- —Guest SLG
Grief
- I once read a journalist's interview that said her depression felt like the grief you feel when someone close to you dies, and you feel this grief everyday for no reason. That struck a note with me.
- —Guest Emmaling
THE CAVE
- my son took his own life 7 years ago. the ache, the pain, the guilt, the isolation i felt during the first few few years of that journey are in some ways similar but in other ways different from the ache and pain and isolation i feel from the clinical depression i also suffer from. i have a form of "shorthand" i use with a dear friend to say when am clinically depressed. i say that i'm "in the cave". i stay in bed, don't dress, or turn on the light. the day can be beautiful but i can't seem to leave my bed. i can't handle tv or radio. i can stand in front of my full refrigerator and cabinets and not see anything so i don't eat. i can't "turn my brain off" so i don't sleep. i feel hopeless. with the incredible grief i felt when scott died i eventually came to feel a "clean" sadness. there was some relief in tears. with counselling and loving friends and family i felt that i did the very best i could for my son. sunlight, other people and encouragement to eat and move helped me.

══════════

:: Using the information ::
[A] Translate this sentence from the reader comments on depression and grief into Spanish: "sunlight, other people and encouragement to eat and move helped me."
[B] Continue the reader comments on depression and grief from the point where they stop.
None of the data entries are needed for these tasks.

Data entries
══════════

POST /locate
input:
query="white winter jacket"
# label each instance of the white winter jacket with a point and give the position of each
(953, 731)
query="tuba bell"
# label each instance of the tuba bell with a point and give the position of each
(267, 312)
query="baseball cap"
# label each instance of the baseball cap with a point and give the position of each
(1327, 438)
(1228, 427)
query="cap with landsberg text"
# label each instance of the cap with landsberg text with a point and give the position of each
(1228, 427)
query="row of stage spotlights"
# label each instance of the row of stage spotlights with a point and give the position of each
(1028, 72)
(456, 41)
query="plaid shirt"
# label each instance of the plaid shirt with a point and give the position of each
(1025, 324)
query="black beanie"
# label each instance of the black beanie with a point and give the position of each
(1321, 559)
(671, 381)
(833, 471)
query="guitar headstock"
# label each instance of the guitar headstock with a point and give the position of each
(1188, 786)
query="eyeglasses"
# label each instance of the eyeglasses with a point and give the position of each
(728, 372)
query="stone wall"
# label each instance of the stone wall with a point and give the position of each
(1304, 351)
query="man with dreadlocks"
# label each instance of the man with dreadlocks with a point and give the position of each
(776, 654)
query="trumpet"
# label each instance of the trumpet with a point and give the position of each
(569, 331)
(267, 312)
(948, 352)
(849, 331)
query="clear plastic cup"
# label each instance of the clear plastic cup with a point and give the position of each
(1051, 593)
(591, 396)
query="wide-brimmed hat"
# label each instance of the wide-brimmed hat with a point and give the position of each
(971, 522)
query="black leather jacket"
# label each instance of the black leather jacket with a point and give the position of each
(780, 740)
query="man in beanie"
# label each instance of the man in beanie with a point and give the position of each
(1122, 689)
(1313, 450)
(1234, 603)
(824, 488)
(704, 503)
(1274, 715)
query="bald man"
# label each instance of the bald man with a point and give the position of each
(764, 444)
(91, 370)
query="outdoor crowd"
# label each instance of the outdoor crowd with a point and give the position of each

══════════

:: Answers to this exercise ::
[A] La luz del sol, otras personas y el ánimo para comer y moverme me ayudaron.

[B]
- —Sumac333
What clinical depression feels like
- A life sentence. I feel like the world is dark grey even when I am happy. I want to sleep even when I get enough sleep. I feel like crying or have a lump in my throat like I am going to cry, but I can't cry and don't know why. I take offence easily and have no patience. I feel like I am no good to anybody. And at its worst I feel like the people I love are getting so hurt by me that they would be better off if I wasn't here. Although I have had no actual thoughts of suicide, or attempts, I am told that this also is a sign.
- —mattsmadre
A Heavy Weight
- The morning I awoke to a major depressive episode I felt like there was a heavy weight pressing down on my head and shoulders. Years later it still feels like my face and head are covered.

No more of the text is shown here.